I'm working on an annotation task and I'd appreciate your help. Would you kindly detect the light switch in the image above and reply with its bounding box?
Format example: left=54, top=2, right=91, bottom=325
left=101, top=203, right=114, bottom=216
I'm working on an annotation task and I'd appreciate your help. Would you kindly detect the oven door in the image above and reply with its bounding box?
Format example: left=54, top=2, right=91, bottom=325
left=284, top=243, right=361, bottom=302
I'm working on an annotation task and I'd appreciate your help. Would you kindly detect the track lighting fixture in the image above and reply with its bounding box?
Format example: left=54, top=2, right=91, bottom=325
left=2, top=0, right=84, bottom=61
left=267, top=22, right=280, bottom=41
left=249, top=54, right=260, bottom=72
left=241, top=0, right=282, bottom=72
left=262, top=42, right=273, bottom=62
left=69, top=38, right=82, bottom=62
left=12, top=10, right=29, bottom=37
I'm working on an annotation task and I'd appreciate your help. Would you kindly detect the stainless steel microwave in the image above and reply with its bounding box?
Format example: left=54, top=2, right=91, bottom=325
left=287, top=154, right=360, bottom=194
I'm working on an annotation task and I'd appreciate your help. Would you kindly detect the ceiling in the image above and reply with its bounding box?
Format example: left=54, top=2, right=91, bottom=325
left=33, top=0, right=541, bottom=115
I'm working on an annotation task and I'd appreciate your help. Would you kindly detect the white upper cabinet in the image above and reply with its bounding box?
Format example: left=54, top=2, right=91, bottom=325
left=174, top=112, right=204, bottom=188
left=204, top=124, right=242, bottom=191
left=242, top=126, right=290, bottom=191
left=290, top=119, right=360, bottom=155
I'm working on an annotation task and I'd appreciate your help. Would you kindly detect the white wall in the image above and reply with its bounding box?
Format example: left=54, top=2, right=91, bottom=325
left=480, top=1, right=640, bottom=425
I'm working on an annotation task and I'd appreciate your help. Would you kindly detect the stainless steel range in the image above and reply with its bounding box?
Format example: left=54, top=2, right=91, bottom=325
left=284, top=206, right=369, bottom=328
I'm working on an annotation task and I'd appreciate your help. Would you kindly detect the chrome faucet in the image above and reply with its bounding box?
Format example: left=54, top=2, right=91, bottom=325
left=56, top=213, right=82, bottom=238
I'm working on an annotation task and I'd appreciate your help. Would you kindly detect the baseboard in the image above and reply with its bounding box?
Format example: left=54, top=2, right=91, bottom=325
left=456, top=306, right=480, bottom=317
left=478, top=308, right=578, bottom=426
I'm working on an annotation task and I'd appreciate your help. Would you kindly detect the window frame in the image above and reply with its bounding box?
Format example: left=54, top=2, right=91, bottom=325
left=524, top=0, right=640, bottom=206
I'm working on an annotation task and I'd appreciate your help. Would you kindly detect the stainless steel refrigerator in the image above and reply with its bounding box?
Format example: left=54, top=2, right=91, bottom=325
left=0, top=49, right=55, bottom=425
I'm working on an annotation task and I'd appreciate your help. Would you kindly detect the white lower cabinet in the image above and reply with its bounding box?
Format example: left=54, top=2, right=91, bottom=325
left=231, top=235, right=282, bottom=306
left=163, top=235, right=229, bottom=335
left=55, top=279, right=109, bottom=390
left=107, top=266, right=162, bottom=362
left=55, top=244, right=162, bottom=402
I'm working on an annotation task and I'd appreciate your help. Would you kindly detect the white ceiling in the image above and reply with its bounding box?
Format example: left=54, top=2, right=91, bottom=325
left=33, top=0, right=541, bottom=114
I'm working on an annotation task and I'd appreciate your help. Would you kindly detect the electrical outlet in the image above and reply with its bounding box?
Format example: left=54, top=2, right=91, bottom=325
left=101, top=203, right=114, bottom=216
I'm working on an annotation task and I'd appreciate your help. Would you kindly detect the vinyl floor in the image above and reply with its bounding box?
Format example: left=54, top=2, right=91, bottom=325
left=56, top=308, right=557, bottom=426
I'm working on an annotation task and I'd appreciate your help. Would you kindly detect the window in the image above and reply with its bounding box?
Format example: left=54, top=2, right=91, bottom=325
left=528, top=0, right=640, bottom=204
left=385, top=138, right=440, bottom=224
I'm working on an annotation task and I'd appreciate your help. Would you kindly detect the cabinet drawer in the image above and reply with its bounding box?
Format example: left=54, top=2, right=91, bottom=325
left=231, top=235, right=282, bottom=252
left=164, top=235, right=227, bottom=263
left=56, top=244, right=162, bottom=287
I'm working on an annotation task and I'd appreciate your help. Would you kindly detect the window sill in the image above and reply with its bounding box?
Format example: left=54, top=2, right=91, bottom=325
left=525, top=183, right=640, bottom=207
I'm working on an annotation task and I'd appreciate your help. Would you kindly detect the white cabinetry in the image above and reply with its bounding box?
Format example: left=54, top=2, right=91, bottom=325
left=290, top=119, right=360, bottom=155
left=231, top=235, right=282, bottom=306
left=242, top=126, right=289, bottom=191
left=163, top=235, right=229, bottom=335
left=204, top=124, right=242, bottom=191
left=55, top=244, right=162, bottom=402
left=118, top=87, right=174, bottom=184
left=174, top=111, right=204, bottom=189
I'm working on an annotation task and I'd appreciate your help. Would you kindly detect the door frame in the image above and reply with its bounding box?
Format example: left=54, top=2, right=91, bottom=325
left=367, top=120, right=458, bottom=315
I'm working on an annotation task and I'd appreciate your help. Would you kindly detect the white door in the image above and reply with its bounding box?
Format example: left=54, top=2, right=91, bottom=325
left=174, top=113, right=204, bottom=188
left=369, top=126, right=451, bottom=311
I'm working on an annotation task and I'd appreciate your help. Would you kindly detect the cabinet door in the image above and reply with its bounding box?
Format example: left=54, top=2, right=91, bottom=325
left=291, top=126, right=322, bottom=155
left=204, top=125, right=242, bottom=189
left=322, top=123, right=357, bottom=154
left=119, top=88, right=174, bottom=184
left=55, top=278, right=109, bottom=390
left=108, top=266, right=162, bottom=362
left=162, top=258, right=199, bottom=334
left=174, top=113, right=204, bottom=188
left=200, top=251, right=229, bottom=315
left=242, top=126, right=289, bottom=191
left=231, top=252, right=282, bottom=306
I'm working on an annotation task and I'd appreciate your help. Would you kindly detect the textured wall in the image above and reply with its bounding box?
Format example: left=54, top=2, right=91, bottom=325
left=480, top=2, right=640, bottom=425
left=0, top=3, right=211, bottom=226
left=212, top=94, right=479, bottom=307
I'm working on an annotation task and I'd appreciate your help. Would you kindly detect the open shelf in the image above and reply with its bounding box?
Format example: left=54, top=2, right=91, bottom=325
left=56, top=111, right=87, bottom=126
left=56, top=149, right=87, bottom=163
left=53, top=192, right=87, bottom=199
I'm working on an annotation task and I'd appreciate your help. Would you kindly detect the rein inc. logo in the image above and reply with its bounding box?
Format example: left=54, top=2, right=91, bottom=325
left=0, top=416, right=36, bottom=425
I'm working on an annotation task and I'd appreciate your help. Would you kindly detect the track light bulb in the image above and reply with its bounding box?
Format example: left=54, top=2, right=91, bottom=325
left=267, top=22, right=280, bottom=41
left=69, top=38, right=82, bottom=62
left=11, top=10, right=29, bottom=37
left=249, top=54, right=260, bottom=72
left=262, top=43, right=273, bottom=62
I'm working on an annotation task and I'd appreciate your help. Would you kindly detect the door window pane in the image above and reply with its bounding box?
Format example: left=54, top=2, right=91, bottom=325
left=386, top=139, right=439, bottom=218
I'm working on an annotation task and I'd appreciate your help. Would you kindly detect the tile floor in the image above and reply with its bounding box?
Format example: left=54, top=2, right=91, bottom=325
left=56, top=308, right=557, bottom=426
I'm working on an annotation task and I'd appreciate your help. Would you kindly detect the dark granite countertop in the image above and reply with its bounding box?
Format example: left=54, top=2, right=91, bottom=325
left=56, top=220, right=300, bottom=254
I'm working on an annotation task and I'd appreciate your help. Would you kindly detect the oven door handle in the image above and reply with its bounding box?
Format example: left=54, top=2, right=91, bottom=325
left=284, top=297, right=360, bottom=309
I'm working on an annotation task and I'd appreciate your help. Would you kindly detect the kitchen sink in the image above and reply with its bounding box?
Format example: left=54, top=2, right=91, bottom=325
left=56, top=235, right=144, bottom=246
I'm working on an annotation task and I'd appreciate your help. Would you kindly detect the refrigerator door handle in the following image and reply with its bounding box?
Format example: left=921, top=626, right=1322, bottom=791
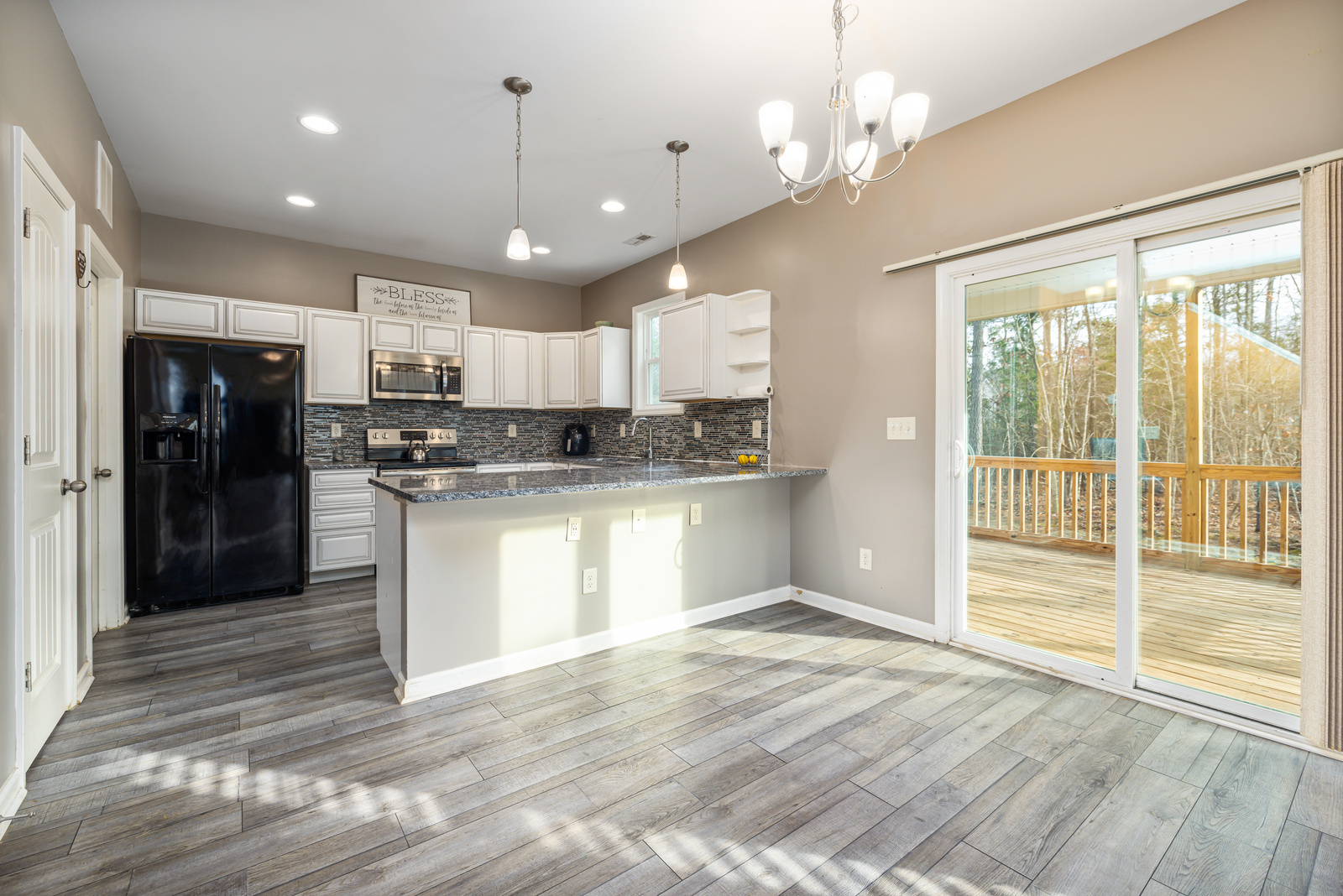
left=196, top=383, right=211, bottom=495
left=210, top=385, right=224, bottom=491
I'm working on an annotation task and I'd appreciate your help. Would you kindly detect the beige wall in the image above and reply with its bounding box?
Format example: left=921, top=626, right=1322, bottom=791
left=141, top=215, right=579, bottom=331
left=583, top=0, right=1343, bottom=621
left=0, top=0, right=139, bottom=799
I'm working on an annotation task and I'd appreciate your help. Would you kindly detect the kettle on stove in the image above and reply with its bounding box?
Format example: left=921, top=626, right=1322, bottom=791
left=560, top=423, right=593, bottom=455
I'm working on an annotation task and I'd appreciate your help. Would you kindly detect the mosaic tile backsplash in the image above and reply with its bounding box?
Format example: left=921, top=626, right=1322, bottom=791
left=304, top=399, right=770, bottom=461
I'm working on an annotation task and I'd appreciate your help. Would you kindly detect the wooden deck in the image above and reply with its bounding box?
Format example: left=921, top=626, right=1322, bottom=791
left=969, top=538, right=1301, bottom=715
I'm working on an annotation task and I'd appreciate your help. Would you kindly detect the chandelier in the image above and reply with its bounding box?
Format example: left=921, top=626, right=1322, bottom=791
left=760, top=0, right=928, bottom=206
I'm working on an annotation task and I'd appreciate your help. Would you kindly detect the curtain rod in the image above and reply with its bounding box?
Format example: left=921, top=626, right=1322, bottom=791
left=881, top=148, right=1343, bottom=273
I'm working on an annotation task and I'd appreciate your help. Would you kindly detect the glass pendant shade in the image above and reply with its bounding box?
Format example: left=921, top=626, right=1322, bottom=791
left=891, top=94, right=928, bottom=152
left=508, top=226, right=532, bottom=262
left=779, top=139, right=807, bottom=184
left=667, top=262, right=687, bottom=289
left=760, top=99, right=792, bottom=154
left=853, top=71, right=896, bottom=134
left=844, top=139, right=881, bottom=188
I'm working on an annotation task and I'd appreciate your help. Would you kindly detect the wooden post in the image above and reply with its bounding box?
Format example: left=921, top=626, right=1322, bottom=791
left=1180, top=294, right=1207, bottom=569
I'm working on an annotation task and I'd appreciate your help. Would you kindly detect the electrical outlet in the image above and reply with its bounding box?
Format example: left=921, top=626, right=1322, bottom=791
left=886, top=417, right=915, bottom=439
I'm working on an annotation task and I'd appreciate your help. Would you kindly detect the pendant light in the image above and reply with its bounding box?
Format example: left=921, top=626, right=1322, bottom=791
left=667, top=139, right=690, bottom=289
left=504, top=78, right=532, bottom=262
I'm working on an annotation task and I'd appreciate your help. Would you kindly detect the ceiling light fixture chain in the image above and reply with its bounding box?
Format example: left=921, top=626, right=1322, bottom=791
left=760, top=0, right=928, bottom=206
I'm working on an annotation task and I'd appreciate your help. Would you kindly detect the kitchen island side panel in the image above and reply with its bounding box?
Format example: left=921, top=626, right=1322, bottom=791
left=397, top=479, right=791, bottom=679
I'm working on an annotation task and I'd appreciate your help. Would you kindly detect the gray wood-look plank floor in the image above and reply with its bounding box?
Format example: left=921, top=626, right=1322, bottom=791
left=0, top=580, right=1343, bottom=896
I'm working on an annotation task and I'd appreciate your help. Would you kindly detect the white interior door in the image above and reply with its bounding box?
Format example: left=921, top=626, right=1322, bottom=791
left=22, top=154, right=79, bottom=768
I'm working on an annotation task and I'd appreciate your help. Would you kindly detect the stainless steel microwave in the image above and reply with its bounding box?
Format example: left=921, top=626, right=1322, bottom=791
left=368, top=352, right=462, bottom=401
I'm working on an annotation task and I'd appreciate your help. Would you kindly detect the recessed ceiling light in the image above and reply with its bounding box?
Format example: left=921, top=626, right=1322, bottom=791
left=298, top=115, right=340, bottom=134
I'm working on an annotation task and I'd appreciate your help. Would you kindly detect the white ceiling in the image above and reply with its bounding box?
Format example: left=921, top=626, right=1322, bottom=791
left=52, top=0, right=1237, bottom=284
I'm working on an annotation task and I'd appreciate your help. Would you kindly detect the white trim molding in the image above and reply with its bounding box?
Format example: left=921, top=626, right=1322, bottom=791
left=395, top=585, right=795, bottom=703
left=788, top=587, right=938, bottom=641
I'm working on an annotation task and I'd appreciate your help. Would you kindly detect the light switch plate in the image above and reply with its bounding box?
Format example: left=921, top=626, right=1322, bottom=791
left=886, top=417, right=915, bottom=439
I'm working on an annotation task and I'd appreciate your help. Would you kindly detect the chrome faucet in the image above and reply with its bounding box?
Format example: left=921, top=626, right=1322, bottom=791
left=630, top=417, right=653, bottom=460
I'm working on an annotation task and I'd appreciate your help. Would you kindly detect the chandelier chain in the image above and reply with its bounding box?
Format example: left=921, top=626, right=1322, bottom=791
left=515, top=94, right=522, bottom=227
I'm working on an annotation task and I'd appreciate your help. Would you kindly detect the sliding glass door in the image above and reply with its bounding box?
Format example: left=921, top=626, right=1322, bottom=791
left=940, top=188, right=1307, bottom=728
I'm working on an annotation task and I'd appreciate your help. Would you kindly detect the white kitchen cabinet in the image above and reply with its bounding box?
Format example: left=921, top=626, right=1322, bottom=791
left=136, top=289, right=228, bottom=339
left=224, top=300, right=304, bottom=345
left=304, top=309, right=369, bottom=405
left=658, top=289, right=771, bottom=401
left=579, top=327, right=630, bottom=408
left=368, top=318, right=419, bottom=352
left=415, top=320, right=462, bottom=356
left=499, top=330, right=533, bottom=408
left=462, top=327, right=499, bottom=408
left=541, top=333, right=580, bottom=408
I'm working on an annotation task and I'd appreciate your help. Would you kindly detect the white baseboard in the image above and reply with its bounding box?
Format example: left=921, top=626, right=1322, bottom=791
left=395, top=586, right=795, bottom=703
left=788, top=587, right=938, bottom=641
left=0, top=768, right=29, bottom=840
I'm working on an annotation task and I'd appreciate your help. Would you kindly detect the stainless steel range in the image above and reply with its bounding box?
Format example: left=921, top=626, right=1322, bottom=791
left=364, top=428, right=475, bottom=477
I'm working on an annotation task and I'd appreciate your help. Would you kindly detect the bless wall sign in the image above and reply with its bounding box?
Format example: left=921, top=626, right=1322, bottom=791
left=354, top=273, right=472, bottom=323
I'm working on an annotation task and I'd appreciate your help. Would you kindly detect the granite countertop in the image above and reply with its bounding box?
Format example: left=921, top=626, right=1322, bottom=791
left=369, top=457, right=826, bottom=504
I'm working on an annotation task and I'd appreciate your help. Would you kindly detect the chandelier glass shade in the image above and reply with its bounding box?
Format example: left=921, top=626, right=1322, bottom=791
left=760, top=0, right=928, bottom=206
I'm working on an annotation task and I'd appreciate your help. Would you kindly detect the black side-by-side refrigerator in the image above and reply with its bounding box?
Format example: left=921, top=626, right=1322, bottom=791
left=125, top=336, right=304, bottom=614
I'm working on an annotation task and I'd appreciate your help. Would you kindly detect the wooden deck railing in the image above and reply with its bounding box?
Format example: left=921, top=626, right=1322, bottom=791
left=967, top=456, right=1301, bottom=580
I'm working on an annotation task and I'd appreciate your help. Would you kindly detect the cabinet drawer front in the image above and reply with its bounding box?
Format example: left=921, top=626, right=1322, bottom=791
left=311, top=466, right=378, bottom=491
left=309, top=507, right=376, bottom=529
left=421, top=323, right=462, bottom=354
left=136, top=289, right=224, bottom=336
left=307, top=529, right=374, bottom=571
left=311, top=486, right=376, bottom=510
left=226, top=300, right=304, bottom=345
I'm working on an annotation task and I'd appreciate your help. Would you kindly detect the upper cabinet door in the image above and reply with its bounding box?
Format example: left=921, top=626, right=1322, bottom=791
left=136, top=289, right=227, bottom=339
left=369, top=318, right=419, bottom=352
left=499, top=330, right=532, bottom=408
left=416, top=322, right=462, bottom=354
left=224, top=300, right=304, bottom=345
left=658, top=296, right=709, bottom=401
left=304, top=309, right=369, bottom=405
left=542, top=333, right=580, bottom=408
left=462, top=327, right=499, bottom=408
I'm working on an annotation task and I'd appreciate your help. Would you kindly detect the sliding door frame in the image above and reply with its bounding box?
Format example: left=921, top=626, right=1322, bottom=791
left=933, top=179, right=1300, bottom=730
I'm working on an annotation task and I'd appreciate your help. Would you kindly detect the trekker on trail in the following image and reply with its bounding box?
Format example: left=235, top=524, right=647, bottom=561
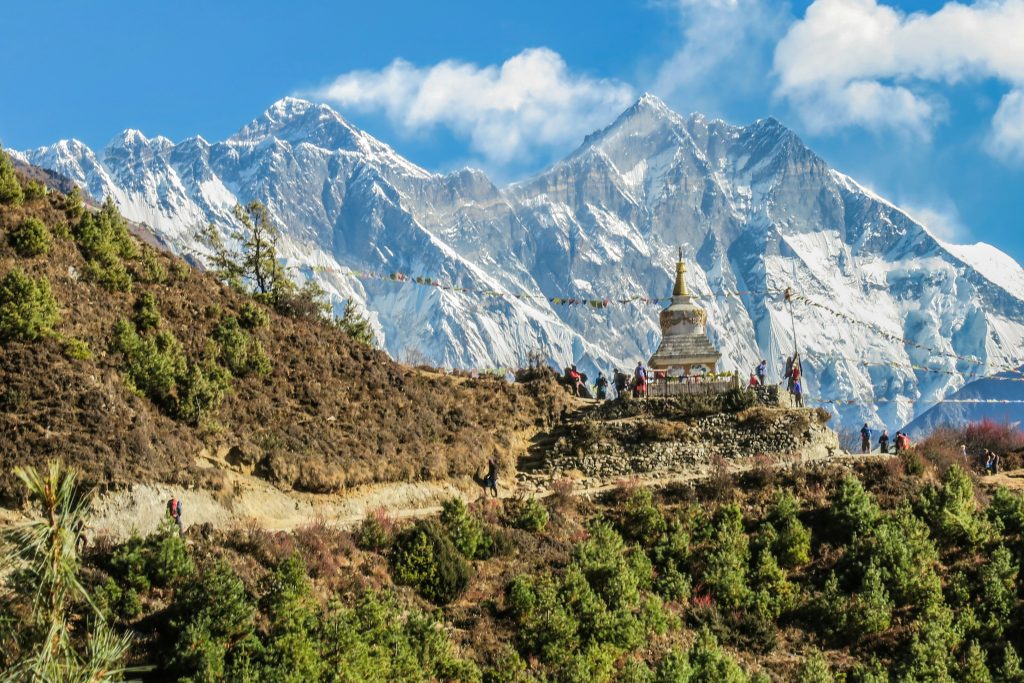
left=633, top=360, right=647, bottom=398
left=611, top=368, right=630, bottom=398
left=985, top=452, right=999, bottom=474
left=167, top=498, right=185, bottom=537
left=483, top=458, right=498, bottom=498
left=568, top=366, right=583, bottom=396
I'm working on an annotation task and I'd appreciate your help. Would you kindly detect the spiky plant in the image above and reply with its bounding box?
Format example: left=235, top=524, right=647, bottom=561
left=0, top=462, right=131, bottom=683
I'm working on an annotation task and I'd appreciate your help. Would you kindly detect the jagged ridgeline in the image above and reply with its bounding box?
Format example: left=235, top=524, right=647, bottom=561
left=0, top=156, right=564, bottom=504
left=15, top=95, right=1024, bottom=430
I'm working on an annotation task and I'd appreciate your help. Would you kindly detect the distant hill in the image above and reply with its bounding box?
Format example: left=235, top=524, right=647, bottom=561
left=0, top=153, right=566, bottom=505
left=12, top=95, right=1024, bottom=429
left=904, top=367, right=1024, bottom=438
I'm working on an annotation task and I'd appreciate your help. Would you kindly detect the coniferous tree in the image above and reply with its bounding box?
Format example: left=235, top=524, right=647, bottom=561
left=0, top=462, right=131, bottom=683
left=0, top=148, right=25, bottom=206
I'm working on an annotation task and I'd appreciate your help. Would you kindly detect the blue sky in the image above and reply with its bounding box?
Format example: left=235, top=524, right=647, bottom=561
left=0, top=0, right=1024, bottom=261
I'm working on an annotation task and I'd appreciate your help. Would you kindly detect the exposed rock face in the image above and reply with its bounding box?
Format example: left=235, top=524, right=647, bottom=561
left=18, top=95, right=1024, bottom=430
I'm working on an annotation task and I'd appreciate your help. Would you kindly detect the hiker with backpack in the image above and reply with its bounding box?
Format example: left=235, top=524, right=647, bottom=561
left=611, top=368, right=630, bottom=398
left=483, top=458, right=498, bottom=498
left=791, top=379, right=804, bottom=408
left=167, top=498, right=185, bottom=538
left=633, top=360, right=647, bottom=398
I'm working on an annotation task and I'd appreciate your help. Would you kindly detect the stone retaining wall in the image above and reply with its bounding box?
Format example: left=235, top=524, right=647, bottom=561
left=542, top=407, right=840, bottom=477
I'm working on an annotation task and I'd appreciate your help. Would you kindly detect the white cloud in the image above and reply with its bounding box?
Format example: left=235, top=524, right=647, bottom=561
left=311, top=48, right=634, bottom=165
left=651, top=0, right=792, bottom=114
left=774, top=0, right=1024, bottom=147
left=899, top=199, right=971, bottom=244
left=986, top=89, right=1024, bottom=163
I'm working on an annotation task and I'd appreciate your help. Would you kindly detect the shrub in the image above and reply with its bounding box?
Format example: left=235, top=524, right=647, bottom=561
left=24, top=180, right=49, bottom=202
left=212, top=316, right=270, bottom=377
left=239, top=301, right=270, bottom=330
left=615, top=658, right=654, bottom=683
left=60, top=337, right=92, bottom=360
left=0, top=268, right=57, bottom=341
left=440, top=498, right=483, bottom=559
left=796, top=650, right=835, bottom=683
left=959, top=640, right=992, bottom=683
left=979, top=546, right=1020, bottom=640
left=987, top=486, right=1024, bottom=533
left=769, top=490, right=811, bottom=567
left=505, top=498, right=548, bottom=533
left=319, top=591, right=479, bottom=683
left=998, top=643, right=1024, bottom=683
left=355, top=508, right=394, bottom=552
left=830, top=474, right=882, bottom=541
left=689, top=629, right=746, bottom=683
left=174, top=362, right=230, bottom=427
left=654, top=559, right=693, bottom=604
left=622, top=486, right=667, bottom=547
left=703, top=503, right=751, bottom=609
left=132, top=292, right=160, bottom=332
left=258, top=554, right=323, bottom=682
left=110, top=518, right=195, bottom=592
left=334, top=299, right=377, bottom=346
left=923, top=465, right=991, bottom=547
left=7, top=216, right=53, bottom=258
left=82, top=254, right=131, bottom=292
left=654, top=647, right=693, bottom=683
left=572, top=521, right=653, bottom=609
left=390, top=520, right=469, bottom=605
left=898, top=605, right=961, bottom=682
left=849, top=562, right=893, bottom=636
left=850, top=507, right=942, bottom=608
left=135, top=249, right=167, bottom=285
left=814, top=571, right=849, bottom=637
left=165, top=561, right=255, bottom=681
left=964, top=419, right=1024, bottom=454
left=0, top=150, right=25, bottom=206
left=65, top=185, right=85, bottom=221
left=751, top=548, right=797, bottom=623
left=113, top=321, right=187, bottom=412
left=75, top=198, right=138, bottom=292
== == ==
_TASK DIRECTIONS_
Which lines in the rows above contain the word "pendant" with its case matching? Extract each of those lines in full.

_SOLUTION FOR THIS EXERCISE_
I'm working on an annotation task and I'd appreciate your help. Would you kindly detect the glass pendant shade in the image above and reply with its bounding box?
I'm working on an annotation task and I'd appreciate your help. Would you kindly detect the pendant light in the image above and reply with its bounding box?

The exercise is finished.